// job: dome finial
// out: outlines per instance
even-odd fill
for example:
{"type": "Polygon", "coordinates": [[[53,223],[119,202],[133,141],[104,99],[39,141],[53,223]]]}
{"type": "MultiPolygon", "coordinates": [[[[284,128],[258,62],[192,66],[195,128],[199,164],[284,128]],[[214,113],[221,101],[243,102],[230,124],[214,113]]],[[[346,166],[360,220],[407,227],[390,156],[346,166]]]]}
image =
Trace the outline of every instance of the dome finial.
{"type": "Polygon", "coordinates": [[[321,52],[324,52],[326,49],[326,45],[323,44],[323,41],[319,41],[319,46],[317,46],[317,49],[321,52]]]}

....................

Extract every line of the material above and reproduce each one without changing a character.

◆ Exercise response
// job: dome finial
// out: outlines per instance
even-odd fill
for example:
{"type": "Polygon", "coordinates": [[[53,223],[119,202],[133,141],[104,99],[39,141],[53,223]]]}
{"type": "MultiPolygon", "coordinates": [[[[284,128],[258,62],[192,66],[195,128],[199,164],[284,128]],[[214,113],[221,101],[243,102],[230,124],[214,113]]],[[[346,166],[360,220],[407,227],[390,156],[346,166]]]]}
image =
Trace the outline of every instance of the dome finial.
{"type": "Polygon", "coordinates": [[[321,52],[324,52],[326,49],[326,45],[323,44],[323,41],[319,41],[319,46],[317,46],[317,49],[321,52]]]}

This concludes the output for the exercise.